Supplied passage
The Top 8 Home Design Trends in 2018
Maximalism heads back, florals get bolder, and closets become more Instagram-friendly
It’s nearly 2018. And, as another year changes, so do the home design and decor trends, naturally.
Whether you’re looking to overhaul your home entirely, or just give it a few fresh updates, here’s a guide to the hottest looks, courtesy of the design pros. Major inspiration ahead.
If you thought 2017 was the year of minimalist living, 2018 will be basically the opposite. “The ’80s maximalist trend is back in a big way,” said Christine Markatos Lowe of Christine Markatos Design in Santa Monica, California.
“We’re seeing more pieces and more colors and more mixing of patterns to create a purposefully over-decorated look,” she said. “The days of finding pieces of provenance with rich history have fallen to the wayside, making room for more whimsical, of-the-moment decor.”

[Collected data]
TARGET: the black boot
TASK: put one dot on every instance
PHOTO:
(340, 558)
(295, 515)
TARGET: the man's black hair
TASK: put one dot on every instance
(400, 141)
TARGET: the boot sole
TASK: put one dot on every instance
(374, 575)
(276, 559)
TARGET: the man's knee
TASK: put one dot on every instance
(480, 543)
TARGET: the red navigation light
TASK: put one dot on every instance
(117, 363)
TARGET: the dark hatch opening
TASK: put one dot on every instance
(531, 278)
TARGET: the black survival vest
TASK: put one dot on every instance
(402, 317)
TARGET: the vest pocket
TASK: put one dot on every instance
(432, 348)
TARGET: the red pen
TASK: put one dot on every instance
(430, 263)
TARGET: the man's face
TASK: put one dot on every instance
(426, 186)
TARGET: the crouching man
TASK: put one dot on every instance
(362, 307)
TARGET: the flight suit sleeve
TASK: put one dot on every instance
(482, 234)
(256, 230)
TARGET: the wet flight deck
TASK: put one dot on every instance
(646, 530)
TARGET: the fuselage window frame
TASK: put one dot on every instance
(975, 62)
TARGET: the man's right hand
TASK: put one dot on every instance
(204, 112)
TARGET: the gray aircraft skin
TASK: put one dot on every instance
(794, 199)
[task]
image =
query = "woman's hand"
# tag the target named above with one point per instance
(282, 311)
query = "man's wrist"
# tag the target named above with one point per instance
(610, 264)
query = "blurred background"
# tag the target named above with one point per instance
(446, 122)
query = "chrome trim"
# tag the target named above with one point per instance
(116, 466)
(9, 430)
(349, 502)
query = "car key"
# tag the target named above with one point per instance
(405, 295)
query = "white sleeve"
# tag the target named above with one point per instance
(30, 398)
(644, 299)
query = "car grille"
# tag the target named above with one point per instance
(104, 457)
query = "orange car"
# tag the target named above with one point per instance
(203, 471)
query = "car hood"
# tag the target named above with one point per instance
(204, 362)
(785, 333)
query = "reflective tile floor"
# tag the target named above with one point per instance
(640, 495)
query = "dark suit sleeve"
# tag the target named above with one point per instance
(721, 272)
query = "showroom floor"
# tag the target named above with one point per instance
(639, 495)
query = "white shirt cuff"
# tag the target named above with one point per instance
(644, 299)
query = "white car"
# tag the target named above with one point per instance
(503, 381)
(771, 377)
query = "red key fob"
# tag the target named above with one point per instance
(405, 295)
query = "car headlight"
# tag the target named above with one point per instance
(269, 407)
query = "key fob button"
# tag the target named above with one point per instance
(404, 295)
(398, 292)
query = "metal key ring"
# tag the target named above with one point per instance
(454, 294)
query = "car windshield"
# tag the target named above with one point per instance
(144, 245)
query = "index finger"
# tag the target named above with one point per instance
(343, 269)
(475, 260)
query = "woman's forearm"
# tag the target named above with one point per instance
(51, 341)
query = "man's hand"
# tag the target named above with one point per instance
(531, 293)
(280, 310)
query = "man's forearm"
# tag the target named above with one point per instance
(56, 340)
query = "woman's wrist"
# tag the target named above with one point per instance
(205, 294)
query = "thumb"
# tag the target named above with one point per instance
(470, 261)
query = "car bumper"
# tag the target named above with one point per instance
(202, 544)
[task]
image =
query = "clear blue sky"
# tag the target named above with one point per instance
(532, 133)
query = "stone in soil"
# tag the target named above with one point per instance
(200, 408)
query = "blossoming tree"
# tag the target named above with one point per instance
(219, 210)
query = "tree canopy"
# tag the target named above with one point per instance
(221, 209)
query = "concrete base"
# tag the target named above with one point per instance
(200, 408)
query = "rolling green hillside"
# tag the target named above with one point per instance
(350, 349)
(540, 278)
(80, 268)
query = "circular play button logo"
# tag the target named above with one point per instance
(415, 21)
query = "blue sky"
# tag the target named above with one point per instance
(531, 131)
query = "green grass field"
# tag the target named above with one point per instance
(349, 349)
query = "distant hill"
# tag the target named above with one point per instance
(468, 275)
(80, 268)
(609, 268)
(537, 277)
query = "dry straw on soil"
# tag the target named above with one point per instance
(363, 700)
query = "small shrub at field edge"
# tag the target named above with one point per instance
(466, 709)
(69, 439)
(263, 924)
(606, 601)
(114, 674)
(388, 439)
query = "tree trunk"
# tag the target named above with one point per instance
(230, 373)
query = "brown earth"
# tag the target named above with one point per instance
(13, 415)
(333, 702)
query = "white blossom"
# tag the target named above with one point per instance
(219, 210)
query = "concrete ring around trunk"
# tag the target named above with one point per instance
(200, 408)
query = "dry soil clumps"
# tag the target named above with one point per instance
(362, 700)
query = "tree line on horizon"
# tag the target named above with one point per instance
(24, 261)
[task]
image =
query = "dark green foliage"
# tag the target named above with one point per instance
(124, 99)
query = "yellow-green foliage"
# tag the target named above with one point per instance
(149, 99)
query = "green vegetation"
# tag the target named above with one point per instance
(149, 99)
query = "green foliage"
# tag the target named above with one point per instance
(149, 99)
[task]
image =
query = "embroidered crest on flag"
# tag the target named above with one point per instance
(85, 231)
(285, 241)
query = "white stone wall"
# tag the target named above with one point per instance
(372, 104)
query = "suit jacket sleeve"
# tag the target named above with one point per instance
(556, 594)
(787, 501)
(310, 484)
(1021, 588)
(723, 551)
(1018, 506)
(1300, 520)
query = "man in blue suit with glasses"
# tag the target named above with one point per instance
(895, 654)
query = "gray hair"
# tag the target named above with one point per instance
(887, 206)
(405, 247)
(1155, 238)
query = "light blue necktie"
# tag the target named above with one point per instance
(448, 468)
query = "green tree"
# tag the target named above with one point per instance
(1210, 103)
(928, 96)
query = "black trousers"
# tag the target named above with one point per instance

What is asked
In the design trends article, who says that the '80s maximalist trend is back in a big way? Rely solely on the design trends article for what comes next.

Answer to the task
Christine Markatos Lowe of Christine Markatos Design in Santa Monica, California.